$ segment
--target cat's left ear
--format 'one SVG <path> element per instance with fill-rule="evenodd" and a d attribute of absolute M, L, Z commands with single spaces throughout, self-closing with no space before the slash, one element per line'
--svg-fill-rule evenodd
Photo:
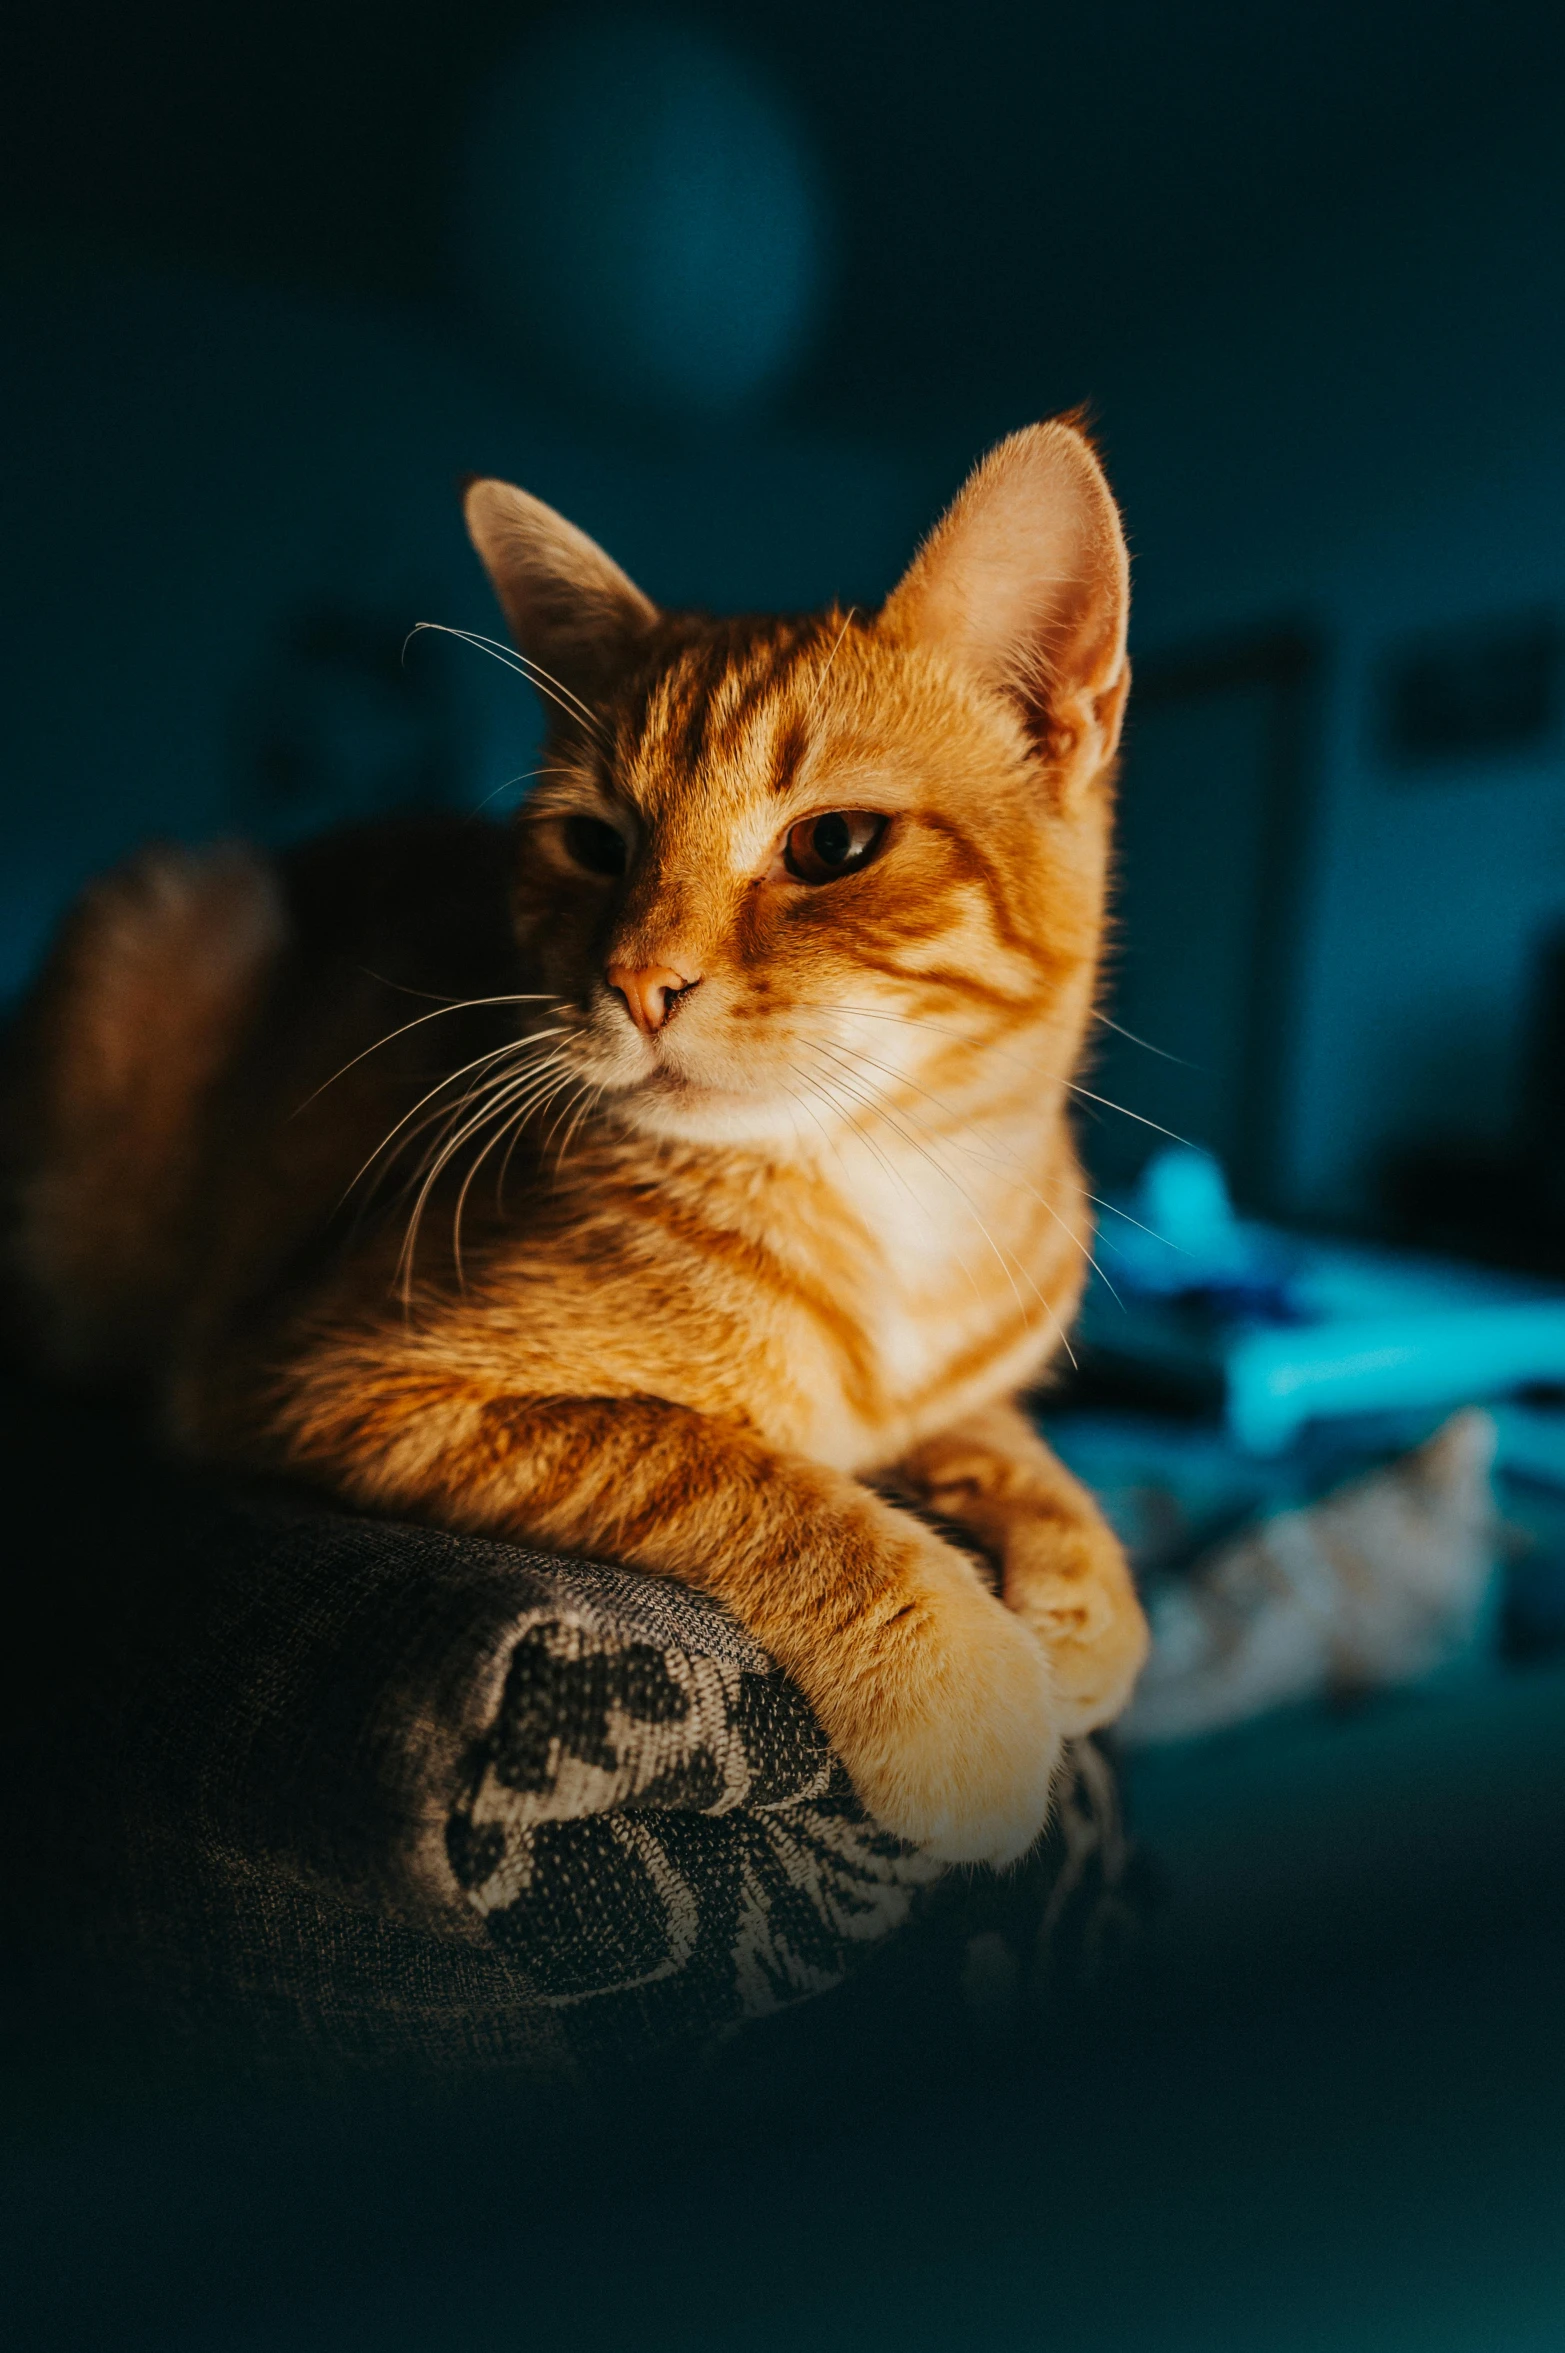
<path fill-rule="evenodd" d="M 1119 510 L 1085 435 L 1057 420 L 990 451 L 881 626 L 1018 704 L 1069 799 L 1119 742 L 1129 617 Z"/>
<path fill-rule="evenodd" d="M 518 650 L 591 702 L 655 626 L 656 605 L 595 539 L 530 491 L 469 482 L 462 511 Z"/>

------------------------------------

ASSIGNMENT:
With the images removed, write out all of the material above exactly.

RESULT OF THIS TASK:
$ segment
--target cat's left ear
--format 'one SVG <path> element per instance with fill-rule="evenodd" and a d attribute of absolute M, L, Z commands with single spaces throughout, self-closing with no space before the slash, one element per line'
--svg-fill-rule evenodd
Photo:
<path fill-rule="evenodd" d="M 1119 510 L 1085 435 L 1057 420 L 990 451 L 881 626 L 1018 704 L 1069 799 L 1119 742 L 1129 617 Z"/>
<path fill-rule="evenodd" d="M 518 650 L 591 702 L 655 626 L 656 605 L 595 539 L 530 491 L 469 482 L 462 511 Z"/>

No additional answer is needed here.